-- START Listing --

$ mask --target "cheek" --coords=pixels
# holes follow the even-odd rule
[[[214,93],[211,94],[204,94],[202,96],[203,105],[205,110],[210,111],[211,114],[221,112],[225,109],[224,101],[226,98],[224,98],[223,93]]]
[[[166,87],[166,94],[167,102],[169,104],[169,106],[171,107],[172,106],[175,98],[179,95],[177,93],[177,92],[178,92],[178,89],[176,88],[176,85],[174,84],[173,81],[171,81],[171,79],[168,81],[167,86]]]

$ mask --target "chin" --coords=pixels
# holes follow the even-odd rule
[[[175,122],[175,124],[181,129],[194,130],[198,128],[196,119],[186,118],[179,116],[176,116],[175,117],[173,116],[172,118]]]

-- END Listing --

> **What is required**: Write out the lines above again, switching "cheek" to "forehead" and leaving everything else as it is.

> **Exercise output**:
$ mask --target "forehead" --coords=pixels
# holes follow the even-odd rule
[[[214,93],[211,94],[204,94],[202,96],[203,105],[205,110],[210,111],[211,114],[221,112],[225,109],[224,101],[226,98],[224,98],[223,93]]]
[[[166,87],[166,94],[167,102],[169,104],[169,106],[171,107],[172,106],[175,98],[179,95],[177,93],[177,92],[178,92],[178,89],[176,88],[176,85],[174,84],[173,81],[171,81],[171,79],[168,81],[167,86]]]

$ mask --target "chin" --coords=pixels
# holes follow the even-odd rule
[[[175,122],[175,124],[181,129],[194,130],[198,128],[196,119],[186,118],[179,116],[176,116],[175,117],[173,116],[172,118]]]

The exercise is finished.